■ **Task requirements**
Please swap "shelf-layout reference" for "store-display reference" in the data from the line with "the man's grey" through the end of the data, and give those lines again with nothing else changed.

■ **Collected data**
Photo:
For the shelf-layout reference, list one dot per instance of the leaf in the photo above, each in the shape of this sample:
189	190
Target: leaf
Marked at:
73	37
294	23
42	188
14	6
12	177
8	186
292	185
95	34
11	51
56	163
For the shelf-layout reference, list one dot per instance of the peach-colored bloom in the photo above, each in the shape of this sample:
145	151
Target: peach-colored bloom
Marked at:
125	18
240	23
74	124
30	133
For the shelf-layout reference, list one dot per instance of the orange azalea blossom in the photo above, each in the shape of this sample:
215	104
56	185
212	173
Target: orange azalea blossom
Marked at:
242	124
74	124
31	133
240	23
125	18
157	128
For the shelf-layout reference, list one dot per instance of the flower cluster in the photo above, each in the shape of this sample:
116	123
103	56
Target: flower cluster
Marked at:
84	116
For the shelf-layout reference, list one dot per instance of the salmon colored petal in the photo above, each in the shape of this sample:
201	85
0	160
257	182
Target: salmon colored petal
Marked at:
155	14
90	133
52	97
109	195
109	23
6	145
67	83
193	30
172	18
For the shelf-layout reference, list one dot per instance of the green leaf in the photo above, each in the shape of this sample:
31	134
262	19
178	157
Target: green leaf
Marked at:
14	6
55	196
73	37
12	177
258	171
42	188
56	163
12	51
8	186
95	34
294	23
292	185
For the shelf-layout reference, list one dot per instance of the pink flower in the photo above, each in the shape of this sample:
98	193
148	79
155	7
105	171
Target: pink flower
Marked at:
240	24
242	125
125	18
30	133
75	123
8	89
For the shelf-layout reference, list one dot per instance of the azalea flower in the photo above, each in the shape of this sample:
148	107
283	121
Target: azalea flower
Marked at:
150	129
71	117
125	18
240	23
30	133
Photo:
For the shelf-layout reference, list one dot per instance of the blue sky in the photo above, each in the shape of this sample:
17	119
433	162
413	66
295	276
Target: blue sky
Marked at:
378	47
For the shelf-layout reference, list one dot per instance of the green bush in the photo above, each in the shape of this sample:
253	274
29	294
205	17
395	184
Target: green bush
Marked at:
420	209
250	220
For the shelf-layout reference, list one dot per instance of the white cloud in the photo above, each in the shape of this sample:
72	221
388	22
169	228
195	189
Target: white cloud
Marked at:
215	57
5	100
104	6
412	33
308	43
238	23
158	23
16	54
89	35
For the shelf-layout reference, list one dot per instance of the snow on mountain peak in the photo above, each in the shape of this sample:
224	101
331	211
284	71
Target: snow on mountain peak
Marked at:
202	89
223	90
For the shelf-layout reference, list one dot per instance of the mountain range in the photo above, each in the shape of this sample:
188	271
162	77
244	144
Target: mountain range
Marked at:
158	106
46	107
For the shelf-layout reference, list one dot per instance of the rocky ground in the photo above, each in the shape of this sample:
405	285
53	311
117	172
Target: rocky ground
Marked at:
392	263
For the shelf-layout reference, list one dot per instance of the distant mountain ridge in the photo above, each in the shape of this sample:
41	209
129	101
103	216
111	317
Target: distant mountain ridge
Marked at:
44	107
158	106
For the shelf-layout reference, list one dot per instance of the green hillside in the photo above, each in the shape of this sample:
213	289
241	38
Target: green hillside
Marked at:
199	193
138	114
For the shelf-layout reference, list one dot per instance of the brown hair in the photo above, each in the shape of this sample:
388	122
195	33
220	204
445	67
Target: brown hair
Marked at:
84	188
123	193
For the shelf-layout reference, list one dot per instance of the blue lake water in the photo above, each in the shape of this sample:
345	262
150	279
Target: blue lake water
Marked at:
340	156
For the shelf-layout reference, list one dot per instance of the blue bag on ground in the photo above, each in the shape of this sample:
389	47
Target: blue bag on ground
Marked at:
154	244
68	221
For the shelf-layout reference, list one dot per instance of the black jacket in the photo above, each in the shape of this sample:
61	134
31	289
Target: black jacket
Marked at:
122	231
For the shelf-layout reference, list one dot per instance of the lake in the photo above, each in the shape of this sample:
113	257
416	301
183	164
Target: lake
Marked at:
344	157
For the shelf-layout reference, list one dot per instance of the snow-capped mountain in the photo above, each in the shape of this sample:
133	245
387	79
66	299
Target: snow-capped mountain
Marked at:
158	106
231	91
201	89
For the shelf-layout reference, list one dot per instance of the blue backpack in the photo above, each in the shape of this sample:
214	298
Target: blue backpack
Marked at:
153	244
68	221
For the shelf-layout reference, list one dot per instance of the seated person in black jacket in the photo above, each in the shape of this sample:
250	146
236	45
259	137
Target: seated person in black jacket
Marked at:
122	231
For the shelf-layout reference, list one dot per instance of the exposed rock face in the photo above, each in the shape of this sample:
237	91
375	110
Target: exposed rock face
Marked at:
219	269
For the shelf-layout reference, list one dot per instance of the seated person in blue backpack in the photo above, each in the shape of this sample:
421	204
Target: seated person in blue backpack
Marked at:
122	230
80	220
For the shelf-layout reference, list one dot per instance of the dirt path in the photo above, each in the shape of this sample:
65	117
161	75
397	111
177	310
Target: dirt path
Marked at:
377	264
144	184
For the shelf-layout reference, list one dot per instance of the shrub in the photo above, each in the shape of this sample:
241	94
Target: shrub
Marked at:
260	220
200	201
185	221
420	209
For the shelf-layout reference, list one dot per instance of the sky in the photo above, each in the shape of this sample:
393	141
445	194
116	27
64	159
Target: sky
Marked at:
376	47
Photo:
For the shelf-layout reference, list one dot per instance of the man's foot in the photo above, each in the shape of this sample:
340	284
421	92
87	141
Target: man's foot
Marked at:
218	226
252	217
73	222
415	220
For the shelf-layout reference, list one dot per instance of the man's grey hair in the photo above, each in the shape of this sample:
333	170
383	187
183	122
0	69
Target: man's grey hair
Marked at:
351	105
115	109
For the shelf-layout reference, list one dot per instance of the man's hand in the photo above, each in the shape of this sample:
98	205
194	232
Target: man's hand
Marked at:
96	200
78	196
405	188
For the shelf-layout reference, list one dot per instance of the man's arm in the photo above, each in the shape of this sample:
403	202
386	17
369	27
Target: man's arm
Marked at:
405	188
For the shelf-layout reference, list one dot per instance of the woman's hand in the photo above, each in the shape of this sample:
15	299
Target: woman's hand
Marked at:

■ **Answer below**
For the store-display reference, list one dot per instance of the man's grey hair in the photo above, each in the shape of this sample:
333	170
383	187
183	122
0	69
Target: man's grey hair
Marked at:
351	105
115	109
For the store-display reference, list one dot per instance of the man's hand in the photo above, each in the shape of this sample:
98	205
194	232
Target: man's hand
Marked at:
96	200
78	196
405	188
For the store-display reference, list one dot per instance of the man's arm in the photo above, each in the shape of this sample:
403	202
386	17
369	27
Target: man's arm
Marked at:
405	188
For the store-display reference, list one dot per instance of the woman's hand in the photo above, each in the shape of this sample:
15	299
Target: woman's hand
Marked at:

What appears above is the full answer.